begin PROVIDED INFORMATION

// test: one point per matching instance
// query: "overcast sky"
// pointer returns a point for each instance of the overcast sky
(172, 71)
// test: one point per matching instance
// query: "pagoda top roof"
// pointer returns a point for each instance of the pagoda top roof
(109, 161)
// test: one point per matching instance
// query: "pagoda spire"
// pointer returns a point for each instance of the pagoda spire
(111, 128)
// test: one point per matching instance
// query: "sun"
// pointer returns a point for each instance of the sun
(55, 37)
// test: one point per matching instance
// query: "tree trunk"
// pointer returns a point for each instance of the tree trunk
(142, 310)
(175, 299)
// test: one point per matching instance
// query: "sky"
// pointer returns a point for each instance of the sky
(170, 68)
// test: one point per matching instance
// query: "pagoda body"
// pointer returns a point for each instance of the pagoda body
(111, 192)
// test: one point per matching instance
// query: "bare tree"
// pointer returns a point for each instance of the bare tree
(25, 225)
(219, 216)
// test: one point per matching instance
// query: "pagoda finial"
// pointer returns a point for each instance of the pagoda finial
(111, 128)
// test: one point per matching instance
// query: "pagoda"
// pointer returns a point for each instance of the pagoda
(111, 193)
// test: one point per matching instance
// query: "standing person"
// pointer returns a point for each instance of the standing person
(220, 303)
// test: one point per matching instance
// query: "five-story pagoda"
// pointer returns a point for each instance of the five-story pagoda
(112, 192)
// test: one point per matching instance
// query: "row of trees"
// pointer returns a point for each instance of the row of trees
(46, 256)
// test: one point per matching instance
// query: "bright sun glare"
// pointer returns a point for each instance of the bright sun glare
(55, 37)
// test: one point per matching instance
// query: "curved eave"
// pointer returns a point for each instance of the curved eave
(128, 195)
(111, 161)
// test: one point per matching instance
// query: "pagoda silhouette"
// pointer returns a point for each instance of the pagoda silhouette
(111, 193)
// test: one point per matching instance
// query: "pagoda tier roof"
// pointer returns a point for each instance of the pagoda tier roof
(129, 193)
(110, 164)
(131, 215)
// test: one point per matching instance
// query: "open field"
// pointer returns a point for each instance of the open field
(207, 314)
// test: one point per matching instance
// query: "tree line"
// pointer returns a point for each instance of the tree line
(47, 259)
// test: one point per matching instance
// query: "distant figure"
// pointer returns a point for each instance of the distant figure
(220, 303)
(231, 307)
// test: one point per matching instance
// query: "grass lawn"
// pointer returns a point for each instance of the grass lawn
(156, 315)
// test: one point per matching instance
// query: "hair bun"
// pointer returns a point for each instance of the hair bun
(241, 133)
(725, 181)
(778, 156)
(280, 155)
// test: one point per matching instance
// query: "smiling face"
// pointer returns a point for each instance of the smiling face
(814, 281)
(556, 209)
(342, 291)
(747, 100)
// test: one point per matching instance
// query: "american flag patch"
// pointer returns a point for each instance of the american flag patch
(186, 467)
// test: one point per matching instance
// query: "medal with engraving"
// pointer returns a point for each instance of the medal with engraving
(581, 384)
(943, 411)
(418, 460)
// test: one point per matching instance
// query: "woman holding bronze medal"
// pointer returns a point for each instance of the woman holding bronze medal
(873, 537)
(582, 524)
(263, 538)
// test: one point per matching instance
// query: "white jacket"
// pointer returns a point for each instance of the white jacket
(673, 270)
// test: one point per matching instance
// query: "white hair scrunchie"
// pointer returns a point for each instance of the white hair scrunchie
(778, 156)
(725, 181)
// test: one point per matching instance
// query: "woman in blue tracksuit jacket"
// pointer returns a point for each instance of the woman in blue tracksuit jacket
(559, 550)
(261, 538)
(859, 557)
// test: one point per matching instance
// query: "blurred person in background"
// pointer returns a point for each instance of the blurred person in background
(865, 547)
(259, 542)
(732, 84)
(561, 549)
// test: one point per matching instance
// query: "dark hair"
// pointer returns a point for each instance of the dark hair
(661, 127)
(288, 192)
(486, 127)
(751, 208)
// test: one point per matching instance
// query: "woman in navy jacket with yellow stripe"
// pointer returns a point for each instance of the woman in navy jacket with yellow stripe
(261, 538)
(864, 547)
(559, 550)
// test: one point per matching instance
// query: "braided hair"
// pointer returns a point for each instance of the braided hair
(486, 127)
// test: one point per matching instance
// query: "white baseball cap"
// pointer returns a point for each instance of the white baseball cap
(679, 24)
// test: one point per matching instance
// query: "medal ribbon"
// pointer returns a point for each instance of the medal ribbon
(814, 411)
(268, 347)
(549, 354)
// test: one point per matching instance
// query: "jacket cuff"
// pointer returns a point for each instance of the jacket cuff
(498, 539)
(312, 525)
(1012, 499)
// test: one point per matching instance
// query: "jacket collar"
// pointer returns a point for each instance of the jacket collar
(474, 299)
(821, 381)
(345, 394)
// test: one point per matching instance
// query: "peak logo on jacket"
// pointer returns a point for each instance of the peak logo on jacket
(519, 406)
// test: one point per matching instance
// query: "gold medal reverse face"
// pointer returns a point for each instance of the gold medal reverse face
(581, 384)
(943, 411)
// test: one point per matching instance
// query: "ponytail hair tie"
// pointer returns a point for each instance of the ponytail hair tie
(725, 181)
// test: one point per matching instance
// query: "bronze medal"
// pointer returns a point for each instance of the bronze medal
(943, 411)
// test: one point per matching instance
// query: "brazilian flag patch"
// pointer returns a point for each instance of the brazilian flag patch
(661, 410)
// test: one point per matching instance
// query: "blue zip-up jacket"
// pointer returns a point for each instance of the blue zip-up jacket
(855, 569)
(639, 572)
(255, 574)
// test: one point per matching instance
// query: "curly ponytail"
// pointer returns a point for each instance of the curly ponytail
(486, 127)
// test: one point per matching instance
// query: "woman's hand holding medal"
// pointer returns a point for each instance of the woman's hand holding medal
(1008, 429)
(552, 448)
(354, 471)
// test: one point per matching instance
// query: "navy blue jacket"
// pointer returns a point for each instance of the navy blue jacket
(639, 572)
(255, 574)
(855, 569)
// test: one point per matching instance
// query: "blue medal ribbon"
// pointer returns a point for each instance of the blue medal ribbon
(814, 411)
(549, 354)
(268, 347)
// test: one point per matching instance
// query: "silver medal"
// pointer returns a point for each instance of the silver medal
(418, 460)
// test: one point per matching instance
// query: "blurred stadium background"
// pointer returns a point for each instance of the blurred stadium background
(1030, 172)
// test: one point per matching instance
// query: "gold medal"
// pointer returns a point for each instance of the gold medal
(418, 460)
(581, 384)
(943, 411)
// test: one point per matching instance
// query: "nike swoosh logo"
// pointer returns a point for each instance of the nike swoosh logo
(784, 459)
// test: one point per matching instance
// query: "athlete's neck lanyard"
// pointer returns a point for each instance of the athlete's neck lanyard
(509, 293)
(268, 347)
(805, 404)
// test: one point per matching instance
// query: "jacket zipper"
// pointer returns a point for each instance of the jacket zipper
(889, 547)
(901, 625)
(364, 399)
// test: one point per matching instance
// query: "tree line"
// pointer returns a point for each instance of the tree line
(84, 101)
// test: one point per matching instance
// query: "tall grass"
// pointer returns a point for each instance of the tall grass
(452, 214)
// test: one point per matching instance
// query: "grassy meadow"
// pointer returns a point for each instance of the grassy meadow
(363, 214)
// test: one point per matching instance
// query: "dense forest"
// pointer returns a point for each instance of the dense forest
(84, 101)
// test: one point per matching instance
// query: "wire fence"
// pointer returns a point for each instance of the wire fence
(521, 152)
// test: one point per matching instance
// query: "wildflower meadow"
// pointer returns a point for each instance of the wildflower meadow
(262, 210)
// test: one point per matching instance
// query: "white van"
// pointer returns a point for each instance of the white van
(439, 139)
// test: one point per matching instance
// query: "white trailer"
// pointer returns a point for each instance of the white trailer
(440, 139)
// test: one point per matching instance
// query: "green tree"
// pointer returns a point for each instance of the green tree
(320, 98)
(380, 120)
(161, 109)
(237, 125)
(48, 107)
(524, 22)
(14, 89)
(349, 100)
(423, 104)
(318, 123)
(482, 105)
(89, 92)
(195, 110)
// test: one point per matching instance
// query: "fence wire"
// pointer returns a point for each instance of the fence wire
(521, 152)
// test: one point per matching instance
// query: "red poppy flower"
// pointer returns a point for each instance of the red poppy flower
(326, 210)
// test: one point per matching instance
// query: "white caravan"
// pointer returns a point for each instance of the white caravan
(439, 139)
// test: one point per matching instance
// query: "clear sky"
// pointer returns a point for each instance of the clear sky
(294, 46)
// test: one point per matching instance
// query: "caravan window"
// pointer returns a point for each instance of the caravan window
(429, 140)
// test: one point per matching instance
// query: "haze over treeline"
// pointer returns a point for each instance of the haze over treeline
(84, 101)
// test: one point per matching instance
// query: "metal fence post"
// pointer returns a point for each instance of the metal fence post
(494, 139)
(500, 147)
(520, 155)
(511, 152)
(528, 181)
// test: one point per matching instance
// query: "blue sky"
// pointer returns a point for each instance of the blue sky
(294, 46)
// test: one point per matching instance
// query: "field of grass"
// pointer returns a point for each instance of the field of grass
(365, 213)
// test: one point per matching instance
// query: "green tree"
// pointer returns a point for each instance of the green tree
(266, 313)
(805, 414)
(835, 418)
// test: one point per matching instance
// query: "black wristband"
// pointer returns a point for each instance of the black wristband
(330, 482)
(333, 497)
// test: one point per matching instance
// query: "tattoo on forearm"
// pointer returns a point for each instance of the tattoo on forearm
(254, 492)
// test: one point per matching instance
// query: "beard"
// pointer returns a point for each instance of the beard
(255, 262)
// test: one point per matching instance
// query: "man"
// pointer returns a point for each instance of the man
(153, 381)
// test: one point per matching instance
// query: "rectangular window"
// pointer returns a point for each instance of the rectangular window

end PROVIDED INFORMATION

| DIRECTION |
List every line of the entries above that contains the word "clear".

| ANSWER FOR THE TASK |
// query: "clear sky"
// pointer returns a point for each instance of the clear sky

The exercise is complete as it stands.